▸ **SUPPLIED PASSAGE**
Spencer v. Scott, 223 Ill. App. 3d 418 (1991)

Dec. 30, 1991 · Illinois Appellate Court · No. 4-91-0410
223 Ill. App. 3d 418

JOSEPH WILLIAM SPENCER, Plaintiff-Appellant, v. KATHERYN SCOTT, Indiv. and as Ex’r of Estate of David L. Scott, Deceased, Defendant-Appellee (Ben Ray Scott et al., Defendants; Magna Millikin Bank of Decatur, N.A., as Successor in Interest to Northtown Bank of Decatur and Northtown Bank and Trust, Counterplaintiff-Appellee; Katheryn Scott Mauk, Indiv. and as Ex’r of the Estate of David L. Scott, Deceased, et al., Counterdefendants; Scott State Bank, Counterdefendant-Appellee; Joseph William Spencer et al., Counterdefendants-Appellants).

Fourth District

No. 4 — 91—0410

Opinion filed December 30, 1991.

*419David C. Nelson, of Dilsaver, Nelson & Winter-Black, and David Y. Eberspacher, of Heller, Holmes, Hefner & Eberspacher, Ltd., both of Mattoon, for appellants.

Richard L. Heavner, of Heavner, Handegan & Scott, of Decatur, for appellee Katheryn Scott Mauk.

Darrel F. Parish, of Roberts, Parish & Castleman, Ltd., of Decatur, for appellee Scott State Bank.

JUSTICE LUND

delivered the opinion of the court:

This is an appeal by Joseph William Spencer, Joseph Wayne Spencer, and Anna Marie Owens (the Spencers and Owens) from the order of the circuit court of Moultrie County dated January 14, 1991, granting the motion of defendants Scott State Bank (Scott Bank) and Katheryn Scott (Katheryn) to dismiss plaintiffs’ complaint to foreclose mortgages, and the order of May 6, 1991, denying the motion for reconsideration.

Facts

Katheryn’s deceased husband, David L. Scott, had executed mortgages to the Spencers and Owens, Magna Millikin Bank of Decatur (Magna), and the Federal Land Bank (FLB). For priority purposes, FLB was first; the Spencers and Owens, while having separate mortgages, agreed to be treated equally and were second; and Magna was third. After David died, FLB foreclosed and joined all the interested parties as defendants. The subject real estate was left to Katheryn by David’s will, and she was made a party defendant, both individually and as executor of David’s estate. The foreclosure orders granted FLB a judgment of $99,636.27, plus attorney fees and expenses. The lien of Joseph William Spencer was established in the amount of $24,669.99. Joseph Wayne Spencer’s lien was established and found to be $12,334.99. Anna Marie Owens’ lien was found to be $12,335. Magna failed to appear and was defaulted. The real estate was ordered sold, and the amount of liens of all the parties was ordered paid *420in the order of priority, subject to the sufficiency of sale proceeds. Rents during the redemption period were also to go toward deficiencies. While the priorities of the Spencer mortgages and their respective amounts were determined, there were no specific words foreclosing them. The Owens’ mortgage was foreclosed in the FLB proceeding.

▸ **INFORMATION SUPPLIED**
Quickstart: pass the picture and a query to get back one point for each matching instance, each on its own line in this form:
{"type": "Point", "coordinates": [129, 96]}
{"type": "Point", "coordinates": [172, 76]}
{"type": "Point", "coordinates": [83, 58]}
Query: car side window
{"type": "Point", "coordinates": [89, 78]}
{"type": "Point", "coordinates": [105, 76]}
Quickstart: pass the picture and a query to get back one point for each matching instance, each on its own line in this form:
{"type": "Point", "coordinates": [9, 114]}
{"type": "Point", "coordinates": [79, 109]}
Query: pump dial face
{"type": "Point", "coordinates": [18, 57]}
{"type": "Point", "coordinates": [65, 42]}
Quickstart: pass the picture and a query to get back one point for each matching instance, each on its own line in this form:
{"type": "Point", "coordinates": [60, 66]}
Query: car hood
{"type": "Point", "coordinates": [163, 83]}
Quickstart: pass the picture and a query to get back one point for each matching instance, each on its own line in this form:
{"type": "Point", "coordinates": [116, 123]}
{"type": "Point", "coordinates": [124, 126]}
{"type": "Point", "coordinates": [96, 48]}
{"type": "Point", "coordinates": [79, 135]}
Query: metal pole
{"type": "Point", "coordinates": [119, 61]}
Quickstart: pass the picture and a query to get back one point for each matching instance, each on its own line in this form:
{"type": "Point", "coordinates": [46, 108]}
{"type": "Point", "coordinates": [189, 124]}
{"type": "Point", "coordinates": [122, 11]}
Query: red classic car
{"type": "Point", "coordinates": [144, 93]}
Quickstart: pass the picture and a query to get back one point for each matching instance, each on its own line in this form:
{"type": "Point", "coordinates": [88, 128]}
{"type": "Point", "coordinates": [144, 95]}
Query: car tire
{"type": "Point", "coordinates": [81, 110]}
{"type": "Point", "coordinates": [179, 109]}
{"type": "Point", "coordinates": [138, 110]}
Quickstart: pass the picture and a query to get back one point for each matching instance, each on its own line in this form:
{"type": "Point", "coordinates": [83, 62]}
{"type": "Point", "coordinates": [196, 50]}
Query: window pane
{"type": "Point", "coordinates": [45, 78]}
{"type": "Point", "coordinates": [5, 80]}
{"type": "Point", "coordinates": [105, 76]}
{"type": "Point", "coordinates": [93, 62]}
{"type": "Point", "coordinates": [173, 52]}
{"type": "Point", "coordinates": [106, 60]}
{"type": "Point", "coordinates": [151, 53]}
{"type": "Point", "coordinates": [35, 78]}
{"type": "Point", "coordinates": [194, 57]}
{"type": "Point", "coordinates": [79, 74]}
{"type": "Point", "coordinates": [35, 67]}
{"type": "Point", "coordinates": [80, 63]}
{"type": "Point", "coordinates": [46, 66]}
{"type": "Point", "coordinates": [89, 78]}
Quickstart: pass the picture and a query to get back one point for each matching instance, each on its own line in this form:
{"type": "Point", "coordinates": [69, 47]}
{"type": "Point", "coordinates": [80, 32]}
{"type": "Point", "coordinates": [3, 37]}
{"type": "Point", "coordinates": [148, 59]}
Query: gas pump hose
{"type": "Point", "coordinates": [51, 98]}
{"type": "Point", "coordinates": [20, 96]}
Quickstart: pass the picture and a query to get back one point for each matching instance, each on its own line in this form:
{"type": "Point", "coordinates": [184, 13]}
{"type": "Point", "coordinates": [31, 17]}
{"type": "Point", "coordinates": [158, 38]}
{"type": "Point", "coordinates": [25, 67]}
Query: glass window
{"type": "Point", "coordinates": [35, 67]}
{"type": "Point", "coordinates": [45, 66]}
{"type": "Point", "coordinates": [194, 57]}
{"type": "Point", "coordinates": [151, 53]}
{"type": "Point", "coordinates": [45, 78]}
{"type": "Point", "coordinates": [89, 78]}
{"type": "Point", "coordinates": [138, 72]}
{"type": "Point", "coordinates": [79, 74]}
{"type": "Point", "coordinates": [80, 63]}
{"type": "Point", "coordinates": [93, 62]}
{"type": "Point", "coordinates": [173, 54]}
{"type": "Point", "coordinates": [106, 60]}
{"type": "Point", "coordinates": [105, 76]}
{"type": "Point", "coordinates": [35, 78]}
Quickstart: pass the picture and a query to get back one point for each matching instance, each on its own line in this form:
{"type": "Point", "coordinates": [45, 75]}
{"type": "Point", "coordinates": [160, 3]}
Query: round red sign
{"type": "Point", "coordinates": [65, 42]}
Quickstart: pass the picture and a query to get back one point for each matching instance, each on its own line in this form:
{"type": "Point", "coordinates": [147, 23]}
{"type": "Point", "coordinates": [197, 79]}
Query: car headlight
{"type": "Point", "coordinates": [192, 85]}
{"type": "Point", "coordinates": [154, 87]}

▸ **SET OF TASKS**
• 1. Please decide whether each statement agrees with the Spencer v. Scott opinion: (a) FLB held first priority among the mortgages; (b) Magna appeared and contested the foreclosure; (c) Joseph Wayne Spencer's lien was found to be $12,335. Answer yes or no for each, quoting the deciding words of the opinion.
• 2. Carry on the Spencer v. Scott opinion, starting after its last sentence.

▸ **RESPONSE LIST**
• 1.
(a) Yes: "For priority purposes, FLB was first"
(b) No: "Magna failed to appear and was defaulted."
(c) No: "Joseph Wayne Spencer’s lien was established and found to be $12,334.99."

• 2.
On December 1, 1986, a judicial sale was held and the real estate was sold to a separate party for $73,900. Shortly before the expiration of the redemption period, Katheryn, in her individual capacity, redeemed the property and subsequently conveyed a mortgage on the premises to Scott Bank, securing a loan made for the purposes of furnishing funds for the redemption.

Evidently, after Katheryn’s redemption, the question was raised as to whether the redemption gave her clear title. She sought to foreclose what she thought to be an equitable lien created by making the redemption payment. The action seeking that relief was dismissed by the trial court, and the trial court decision was affirmed by this court in Scott v. Scott (1989), 179 Ill. App. 3d 489, 534 N.E.2d 174. Appellants’ contention that that opinion has res judicata effect in the present case will be discussed later.

I

We first address whether the foreclosure action brought by FLB and the subsequent judicial sale resulted in the real estate being freed from the liens of the junior mortgages, absent a redemption by the original mortgagor. The redemption by Katheryn was authorized by section 12 — 122 of the Code of Civil Procedure (Code) (Ill. Rev. Stat. 1985, ch. 110, par. 12 — 122). That section specifically allows redemption by heirs, executors, administrators, and assigns of a mortgagor. Junior lienholders are authorized to redeem within three to six months after the sale, in the absence of a redemption pursuant to section 12 — 122 of the Code. (See Ill. Rev. Stat. 1985, ch. 110, par. 12— 122.) A redemption under the provisions of section 12 — 122 of the Code can also follow a redemption under section 12 — 132 of the Code (Ill. Rev. Stat. 1985, ch. 110, par. 12 — 132). (See Ill. Rev. Stat. 1989, ch. 110, par. 12 — 137.) Nothing in the statute prohibits lienholders from bidding at the judicial sale ordered by the court.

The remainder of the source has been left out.